## [Short problem]
Exactly as written, print each record in the listing.

● ● ●

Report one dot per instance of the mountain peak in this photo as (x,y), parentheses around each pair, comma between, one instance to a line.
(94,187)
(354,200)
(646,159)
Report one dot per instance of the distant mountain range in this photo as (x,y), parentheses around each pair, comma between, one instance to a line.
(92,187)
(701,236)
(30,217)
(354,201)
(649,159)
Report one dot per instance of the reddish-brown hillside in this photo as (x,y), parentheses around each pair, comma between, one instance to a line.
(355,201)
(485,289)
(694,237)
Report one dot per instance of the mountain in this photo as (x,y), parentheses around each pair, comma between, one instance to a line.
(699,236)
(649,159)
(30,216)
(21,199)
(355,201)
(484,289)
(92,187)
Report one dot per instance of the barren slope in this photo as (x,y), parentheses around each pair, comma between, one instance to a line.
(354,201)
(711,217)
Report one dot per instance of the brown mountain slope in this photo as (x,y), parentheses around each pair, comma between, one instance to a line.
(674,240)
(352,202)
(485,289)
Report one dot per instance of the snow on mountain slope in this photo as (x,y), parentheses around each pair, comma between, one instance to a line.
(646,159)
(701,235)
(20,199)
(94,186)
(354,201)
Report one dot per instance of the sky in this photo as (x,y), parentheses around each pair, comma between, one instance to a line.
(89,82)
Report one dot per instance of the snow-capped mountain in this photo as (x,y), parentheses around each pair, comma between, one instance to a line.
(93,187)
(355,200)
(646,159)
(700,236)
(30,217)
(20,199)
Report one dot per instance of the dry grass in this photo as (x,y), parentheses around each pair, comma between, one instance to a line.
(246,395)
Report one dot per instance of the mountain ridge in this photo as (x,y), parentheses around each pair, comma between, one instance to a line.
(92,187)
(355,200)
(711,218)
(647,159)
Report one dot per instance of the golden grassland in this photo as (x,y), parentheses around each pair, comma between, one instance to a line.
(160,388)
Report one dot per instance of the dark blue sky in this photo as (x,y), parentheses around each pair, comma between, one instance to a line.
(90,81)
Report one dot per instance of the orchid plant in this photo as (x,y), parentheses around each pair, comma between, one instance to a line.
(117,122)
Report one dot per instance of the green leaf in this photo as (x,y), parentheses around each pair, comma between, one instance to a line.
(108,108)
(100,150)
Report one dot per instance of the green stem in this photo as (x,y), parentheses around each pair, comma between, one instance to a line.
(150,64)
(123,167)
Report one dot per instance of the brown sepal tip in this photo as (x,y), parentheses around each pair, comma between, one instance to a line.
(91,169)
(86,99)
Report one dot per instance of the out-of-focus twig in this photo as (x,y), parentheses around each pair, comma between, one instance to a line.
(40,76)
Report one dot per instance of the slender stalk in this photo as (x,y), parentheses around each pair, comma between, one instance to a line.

● ● ●

## [Exercise answer]
Report one dot per instance of the mountain peak in this photo as (x,y), parentheses around each pair, comma between, one instance to a line.
(94,187)
(354,200)
(646,159)
Report one dot per instance of the distant mountain range in this photo as (x,y), parentheses around each pair, comma between, one instance to a line.
(92,187)
(701,236)
(30,217)
(354,201)
(649,159)
Report one dot per instance of the reddish-brown hillside in this photo as (x,y), parentheses around each pair, comma between, one instance to a line.
(355,201)
(485,289)
(694,237)
Report one dot per instance of the mountain in this photo as (x,y), parentheses around each pair, comma between, one instance to a line.
(699,236)
(649,159)
(30,216)
(21,199)
(355,201)
(484,289)
(92,187)
Report one dot per instance of the barren slope in this photo as (x,y), parentheses around each pair, comma between, one instance to a line.
(354,201)
(711,217)
Report one dot per instance of the brown mountain slope in this photo as (x,y), parentheses around each pair, comma between, one instance to a line.
(674,240)
(352,202)
(485,289)
Report one dot per instance of the snow on mountain slope in this photo as (x,y), parentheses around each pair, comma between, one instance to a line.
(646,159)
(701,235)
(20,199)
(94,186)
(354,201)
Report one dot per instance of the sky in this photo as (x,y), parentheses around each pair, comma between, one instance to a line.
(89,82)
Report one dot per instance of the snow-capped mountain in this photo as (x,y), parentheses around each pair, comma between, one instance to a line.
(93,187)
(355,200)
(646,159)
(700,236)
(30,217)
(20,199)
Report one dot per instance of the dry grass in this photo as (x,y), parentheses around each pair, comma between, one instance to a line.
(246,395)
Report one dot per instance of the mountain ridge in this photo as (x,y), parentheses around each pair, comma between, one instance to a line.
(92,187)
(355,200)
(711,218)
(647,159)
Report one dot per instance of the golden grassland in this photo as (x,y), parentheses around each pair, comma between, one instance to a line.
(160,388)
Report one dot per instance of the dark blue sky in this photo as (x,y), parentheses around each pair, comma between, one instance to a line.
(90,81)
Report one dot per instance of the orchid plant in this photo as (x,y), parentheses around each pair, comma between, one instance to a line.
(117,122)
Report one dot per instance of the green leaf in this photo as (x,y), parentheses around each pair, comma between, one instance to a line.
(108,108)
(100,150)
Report one dot per instance of the green stem in this photo as (x,y), parentheses around each pair, comma between, one instance to a line.
(150,64)
(123,167)
Report one dot per instance of the brown sepal tip in this photo as (x,y), parentheses around each pair, comma between, one instance to a line.
(91,169)
(86,99)
Report one dot per instance of the out-of-focus twig in this photo as (x,y), parentheses around each pair, comma between, one instance to a line.
(40,76)
Report one dot per instance of the slender stalk in this photo as (x,y), parentheses around each pair, comma between, one instance to a line.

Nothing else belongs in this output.